Saved entries
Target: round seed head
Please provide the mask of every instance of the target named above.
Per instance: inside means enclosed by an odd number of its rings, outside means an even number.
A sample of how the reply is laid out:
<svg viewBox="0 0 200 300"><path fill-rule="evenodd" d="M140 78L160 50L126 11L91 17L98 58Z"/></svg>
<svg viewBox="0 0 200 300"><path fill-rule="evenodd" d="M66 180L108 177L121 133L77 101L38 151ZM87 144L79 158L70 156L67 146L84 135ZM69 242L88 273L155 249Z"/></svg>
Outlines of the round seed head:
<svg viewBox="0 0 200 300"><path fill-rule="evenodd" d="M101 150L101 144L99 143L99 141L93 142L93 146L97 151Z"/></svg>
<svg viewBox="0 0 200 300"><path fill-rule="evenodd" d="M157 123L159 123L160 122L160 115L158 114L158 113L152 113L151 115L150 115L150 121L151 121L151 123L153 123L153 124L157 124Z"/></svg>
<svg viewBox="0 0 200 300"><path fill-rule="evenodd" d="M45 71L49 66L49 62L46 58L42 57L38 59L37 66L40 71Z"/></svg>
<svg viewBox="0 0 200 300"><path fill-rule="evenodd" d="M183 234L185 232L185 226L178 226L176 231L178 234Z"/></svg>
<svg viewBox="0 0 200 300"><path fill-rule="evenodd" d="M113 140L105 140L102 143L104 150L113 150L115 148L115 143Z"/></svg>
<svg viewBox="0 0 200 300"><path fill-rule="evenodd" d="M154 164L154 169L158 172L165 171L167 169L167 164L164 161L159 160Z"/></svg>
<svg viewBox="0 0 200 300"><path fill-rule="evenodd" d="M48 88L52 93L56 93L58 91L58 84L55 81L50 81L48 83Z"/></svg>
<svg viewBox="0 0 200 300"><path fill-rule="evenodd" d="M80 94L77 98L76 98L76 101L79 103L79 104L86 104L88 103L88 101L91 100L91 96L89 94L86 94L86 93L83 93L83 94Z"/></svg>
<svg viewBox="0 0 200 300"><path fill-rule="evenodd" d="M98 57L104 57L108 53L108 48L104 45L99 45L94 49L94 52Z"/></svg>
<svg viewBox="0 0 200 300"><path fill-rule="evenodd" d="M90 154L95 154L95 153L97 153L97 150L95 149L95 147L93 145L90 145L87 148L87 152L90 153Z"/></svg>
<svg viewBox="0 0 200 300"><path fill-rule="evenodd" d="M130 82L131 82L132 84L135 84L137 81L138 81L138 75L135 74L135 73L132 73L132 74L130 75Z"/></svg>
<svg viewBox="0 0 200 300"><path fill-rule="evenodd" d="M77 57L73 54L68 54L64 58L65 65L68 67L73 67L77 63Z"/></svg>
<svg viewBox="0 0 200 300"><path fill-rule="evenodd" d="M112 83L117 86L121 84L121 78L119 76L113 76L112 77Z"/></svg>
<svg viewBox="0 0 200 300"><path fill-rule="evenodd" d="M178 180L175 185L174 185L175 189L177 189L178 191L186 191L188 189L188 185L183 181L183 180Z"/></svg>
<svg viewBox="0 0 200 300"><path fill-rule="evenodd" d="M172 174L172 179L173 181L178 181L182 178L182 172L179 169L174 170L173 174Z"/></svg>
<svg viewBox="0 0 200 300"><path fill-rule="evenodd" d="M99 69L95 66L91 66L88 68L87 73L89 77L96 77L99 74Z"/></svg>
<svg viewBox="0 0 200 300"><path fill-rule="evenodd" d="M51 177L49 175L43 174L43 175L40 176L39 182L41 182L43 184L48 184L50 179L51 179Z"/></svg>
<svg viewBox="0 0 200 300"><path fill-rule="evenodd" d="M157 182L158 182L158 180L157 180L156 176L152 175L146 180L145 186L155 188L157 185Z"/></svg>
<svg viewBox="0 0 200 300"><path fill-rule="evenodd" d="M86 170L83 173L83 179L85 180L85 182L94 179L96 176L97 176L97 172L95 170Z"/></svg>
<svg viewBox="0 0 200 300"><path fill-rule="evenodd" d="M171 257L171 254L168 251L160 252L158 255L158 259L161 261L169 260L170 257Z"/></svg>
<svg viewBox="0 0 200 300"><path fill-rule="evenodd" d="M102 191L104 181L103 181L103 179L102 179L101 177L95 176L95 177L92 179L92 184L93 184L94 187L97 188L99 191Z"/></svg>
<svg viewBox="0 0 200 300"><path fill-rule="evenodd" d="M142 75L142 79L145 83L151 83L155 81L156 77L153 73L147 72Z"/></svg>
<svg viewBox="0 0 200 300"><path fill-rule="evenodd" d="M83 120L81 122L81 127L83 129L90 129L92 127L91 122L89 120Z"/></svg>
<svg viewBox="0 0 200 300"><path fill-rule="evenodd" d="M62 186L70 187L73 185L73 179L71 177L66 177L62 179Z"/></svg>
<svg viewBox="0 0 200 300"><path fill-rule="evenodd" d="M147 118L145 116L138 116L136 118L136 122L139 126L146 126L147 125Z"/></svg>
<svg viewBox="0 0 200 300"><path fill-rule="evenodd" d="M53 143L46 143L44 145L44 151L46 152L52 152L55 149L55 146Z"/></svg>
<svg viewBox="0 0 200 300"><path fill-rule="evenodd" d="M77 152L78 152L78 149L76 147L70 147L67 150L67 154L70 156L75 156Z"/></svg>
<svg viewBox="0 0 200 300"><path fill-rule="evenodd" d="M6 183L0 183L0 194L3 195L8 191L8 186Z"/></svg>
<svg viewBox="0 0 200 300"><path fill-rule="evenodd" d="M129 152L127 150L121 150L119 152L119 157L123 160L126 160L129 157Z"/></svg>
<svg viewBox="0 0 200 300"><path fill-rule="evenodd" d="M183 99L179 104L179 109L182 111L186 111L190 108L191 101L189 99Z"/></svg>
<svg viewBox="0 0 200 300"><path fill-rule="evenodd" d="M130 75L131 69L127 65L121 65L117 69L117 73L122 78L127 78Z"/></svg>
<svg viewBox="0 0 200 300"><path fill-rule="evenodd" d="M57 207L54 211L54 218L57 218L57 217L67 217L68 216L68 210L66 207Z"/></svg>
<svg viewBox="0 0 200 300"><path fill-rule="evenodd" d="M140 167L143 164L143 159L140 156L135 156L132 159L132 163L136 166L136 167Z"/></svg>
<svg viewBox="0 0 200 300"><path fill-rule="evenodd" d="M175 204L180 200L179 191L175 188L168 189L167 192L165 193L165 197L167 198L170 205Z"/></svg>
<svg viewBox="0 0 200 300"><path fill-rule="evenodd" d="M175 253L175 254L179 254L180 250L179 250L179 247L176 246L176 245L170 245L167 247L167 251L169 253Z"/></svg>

## Work instruction
Extract every line from the records above that contains the word "round".

## Output for this exercise
Target: round seed head
Outlines of the round seed head:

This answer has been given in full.